TASK INSTRUCTIONS
• 1. Rewrite everything in the passage on the Devil from "The altarpiece below" down to "now in Munich.", with "Munich" changed to "Vienna".
• 2. Reproduce everything in the records from their start down to the line containing "M310 615L310 671L329 669L329 608L316 605Z", both ends included. Omit the pictures.

>> BEGIN SUPPLIED TEXT

The altarpiece below from 1471-75 shows the Devil with Saint Wolfgang, Bishop of Regensburg (Bavaria), a 10th century figure. Legend has it that Wolfgang persuaded the Devil to help with building a church by promising him the soul of the first living creature to enter the church; however he went away empty-handed because it turned out to be a wolf. Variations on this legend go all the way back to Theophilus of Adana (a contemporary of Justinian and Theodora), who sold his soul but won it back with the intercession of the Virgin Mary. This altarpiece, by Michael Pacher, was from the town of Saint Wolfgang, Austria, but is now in Munich.
However, there is an alternative view: the Devil only offers us what we already have. He is not Satan but Pan or Dionysius, the pagan god of pleasure and abandon. But this figure was pushed aside by Christianity till Nietzsche and others helped bring him back.
When Thomas Mann came to write Doctor Faustus (1947), his Faust character, Adrian Leverkuhn, somewhat recalls Nietzsche: he makes a pact with the Devil, willfully contracts syphilis so that he can produce inspired music, and finally goes insane. His Devil character is described this way:
He is a rather scrawny man, not very tall and even shorter than I am, wearing a casual beret pulled down over on ear, while on the other side reddish hair sprouts from his temple. He has reddish eyelashes, flushed eyes, and an ashen face, and the tip of his nose curves downwards a little. Over a stitched shirt with diagonal stripes he wears a check jacket, with sleeves that are too short, from which stubby-fingered hands emerge. His trousers are too tight and his shoes so beaten up that they can no longer be cleaned. A pimp, a parasite, with the voice of a theatre actor.
Neil Gaiman took the same approach with Odin in American Gods.

>> END SUPPLIED TEXT
>> BEGIN RECORDS SHOWN

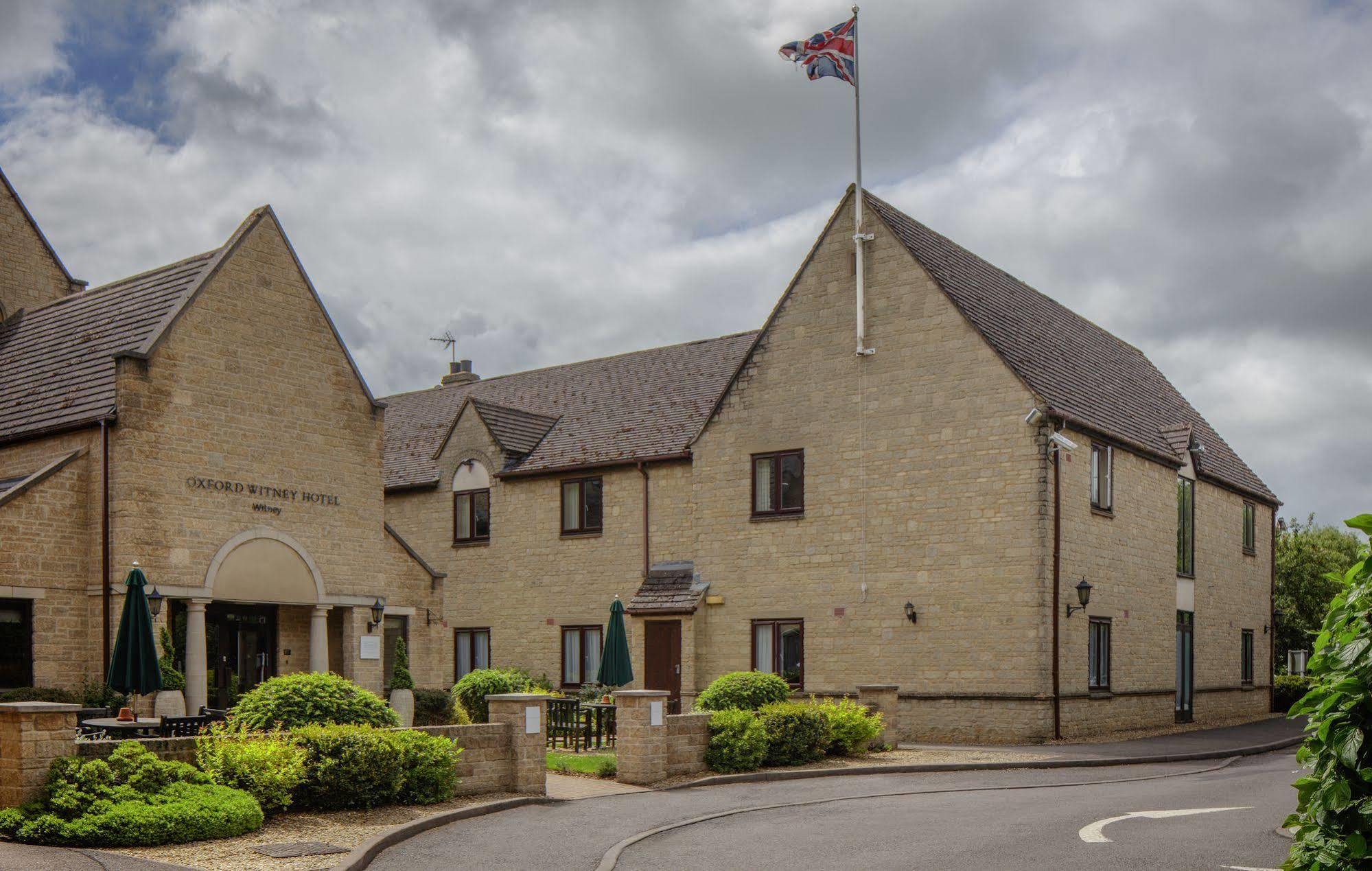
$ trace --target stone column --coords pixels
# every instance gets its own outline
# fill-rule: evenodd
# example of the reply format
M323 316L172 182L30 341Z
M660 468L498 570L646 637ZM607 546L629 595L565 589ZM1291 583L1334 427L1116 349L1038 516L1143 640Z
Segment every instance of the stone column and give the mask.
M667 690L615 693L615 756L619 760L616 780L646 786L667 779L668 695L671 693Z
M310 615L310 671L329 669L329 608L316 605Z
M510 789L516 793L547 793L547 697L538 693L487 695L491 723L510 727Z
M895 683L860 683L858 701L881 713L881 734L873 743L896 746L900 741L900 687Z
M209 599L191 599L185 604L185 712L200 713L200 706L209 704L209 669L204 653L204 606Z
M52 760L75 753L80 711L59 702L0 705L0 808L37 798Z

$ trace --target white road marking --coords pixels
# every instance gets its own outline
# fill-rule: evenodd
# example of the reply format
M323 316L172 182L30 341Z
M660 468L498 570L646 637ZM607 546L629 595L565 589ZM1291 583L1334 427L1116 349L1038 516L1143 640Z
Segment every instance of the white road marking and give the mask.
M1144 819L1150 819L1150 820L1161 820L1161 819L1166 819L1169 816L1191 816L1194 813L1217 813L1220 811L1250 811L1250 809L1251 809L1251 807L1246 807L1246 808L1184 808L1184 809L1177 809L1177 811L1133 811L1131 813L1125 813L1124 816L1111 816L1111 818L1107 818L1107 819L1103 819L1103 820L1096 820L1095 823L1091 823L1089 826L1083 826L1081 830L1077 831L1077 835L1083 841L1085 841L1087 844L1111 844L1110 838L1107 838L1104 835L1104 831L1103 831L1104 827L1109 826L1110 823L1118 823L1120 820L1126 820L1126 819L1132 819L1132 818L1136 818L1136 816L1140 816L1140 818L1144 818Z

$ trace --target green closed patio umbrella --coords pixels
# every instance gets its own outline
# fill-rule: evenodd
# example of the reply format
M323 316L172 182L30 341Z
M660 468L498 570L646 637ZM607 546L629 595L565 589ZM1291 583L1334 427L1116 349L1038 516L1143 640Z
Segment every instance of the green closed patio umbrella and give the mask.
M605 686L624 686L634 680L634 667L628 664L628 638L624 635L624 604L615 597L609 606L609 628L605 630L605 649L595 680Z
M158 668L158 643L152 636L152 612L143 593L148 579L137 564L123 579L129 591L123 597L119 634L114 639L110 673L104 682L119 693L147 695L162 689L162 669Z

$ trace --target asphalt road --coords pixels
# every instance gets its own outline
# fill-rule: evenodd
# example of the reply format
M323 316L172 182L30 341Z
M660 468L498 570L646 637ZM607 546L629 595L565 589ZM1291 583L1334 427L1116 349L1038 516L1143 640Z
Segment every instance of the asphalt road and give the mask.
M589 870L616 846L623 871L1277 868L1290 842L1273 830L1295 802L1295 753L1220 764L838 776L608 796L434 828L386 850L372 868ZM794 802L812 804L772 807ZM1202 808L1242 809L1089 828L1144 811Z

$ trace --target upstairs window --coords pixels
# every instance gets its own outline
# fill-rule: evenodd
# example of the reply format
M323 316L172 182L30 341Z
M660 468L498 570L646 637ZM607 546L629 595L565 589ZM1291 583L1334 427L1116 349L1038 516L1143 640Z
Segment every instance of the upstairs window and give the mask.
M1091 446L1091 508L1114 508L1114 449L1109 444Z
M1177 479L1177 575L1196 573L1196 483Z
M453 476L453 543L491 540L491 477L486 466L468 460Z
M801 514L805 510L805 454L753 454L753 517Z
M563 481L563 535L600 532L605 514L601 479Z

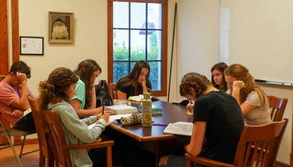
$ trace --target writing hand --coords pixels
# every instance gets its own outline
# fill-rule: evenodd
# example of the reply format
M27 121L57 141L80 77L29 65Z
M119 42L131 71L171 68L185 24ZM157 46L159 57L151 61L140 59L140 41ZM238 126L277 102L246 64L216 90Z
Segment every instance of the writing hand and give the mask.
M18 79L21 83L23 81L26 82L26 80L27 80L25 74L16 72L16 76L17 77L17 79Z
M18 110L15 110L11 113L11 115L16 118L19 118L23 116L23 112Z
M187 110L188 110L189 111L190 111L190 112L193 112L194 105L194 104L192 104L191 105L190 105L190 104L188 104L186 106L186 108L187 109Z
M104 119L106 122L108 122L109 120L110 116L108 114L102 115L100 117L100 119Z
M141 83L143 87L146 87L146 80L145 80Z
M235 81L233 82L233 90L237 88L240 90L245 85L245 84L242 81Z

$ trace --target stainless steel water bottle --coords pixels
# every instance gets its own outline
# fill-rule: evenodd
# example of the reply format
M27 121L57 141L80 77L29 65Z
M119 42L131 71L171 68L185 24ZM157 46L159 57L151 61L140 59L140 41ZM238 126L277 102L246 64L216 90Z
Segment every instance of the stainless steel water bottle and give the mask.
M144 127L151 126L151 106L152 102L150 99L150 93L145 92L142 104L142 111L143 112L142 126Z

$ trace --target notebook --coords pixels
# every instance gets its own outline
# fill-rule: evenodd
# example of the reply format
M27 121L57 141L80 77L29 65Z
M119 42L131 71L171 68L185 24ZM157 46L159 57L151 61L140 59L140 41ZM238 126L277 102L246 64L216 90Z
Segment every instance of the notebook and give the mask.
M112 105L107 107L108 110L112 111L114 114L120 115L138 112L138 108L126 104Z
M191 122L177 122L169 123L164 130L164 133L191 136L193 124Z
M112 124L112 123L115 122L116 121L116 119L111 118L109 118L109 122L107 123L107 125L106 125L106 126L107 126L108 125ZM88 128L89 128L89 129L92 129L96 124L96 123L94 123L91 125L90 125L89 126L88 126Z

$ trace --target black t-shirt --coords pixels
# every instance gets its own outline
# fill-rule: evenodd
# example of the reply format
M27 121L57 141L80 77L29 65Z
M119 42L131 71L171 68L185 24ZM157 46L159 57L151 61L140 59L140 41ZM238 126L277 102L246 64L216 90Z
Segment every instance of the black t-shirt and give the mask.
M206 122L203 157L233 164L244 127L236 99L224 92L212 91L197 98L193 108L193 122Z
M151 84L150 82L147 80L146 81L146 86L151 89ZM124 83L124 82L122 82L121 84ZM148 84L147 84L148 83ZM128 86L119 88L118 89L120 91L126 93L126 99L128 99L130 96L134 96L136 95L139 95L140 94L143 94L143 86L140 84L139 84L139 87L138 87L138 94L135 94L135 87L132 85L132 84L130 84Z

>> END RECORDS SHOWN

RESPONSE LIST
• 1.
The altarpiece below from 1471-75 shows the Devil with Saint Wolfgang, Bishop of Regensburg (Bavaria), a 10th century figure. Legend has it that Wolfgang persuaded the Devil to help with building a church by promising him the soul of the first living creature to enter the church; however he went away empty-handed because it turned out to be a wolf. Variations on this legend go all the way back to Theophilus of Adana (a contemporary of Justinian and Theodora), who sold his soul but won it back with the intercession of the Virgin Mary. This altarpiece, by Michael Pacher, was from the town of Saint Wolfgang, Austria, but is now in Vienna.

• 2.
$ trace --target stone column --coords pixels
# every instance gets its own outline
# fill-rule: evenodd
# example of the reply format
M323 316L172 182L30 341Z
M660 468L498 570L646 637ZM607 546L629 595L565 589ZM1291 583L1334 427L1116 349L1038 516L1143 640Z
Segment every instance of the stone column and give the mask.
M667 690L615 693L615 756L619 760L616 780L646 786L667 779L668 695L671 693Z
M310 615L310 671L329 669L329 608L316 605Z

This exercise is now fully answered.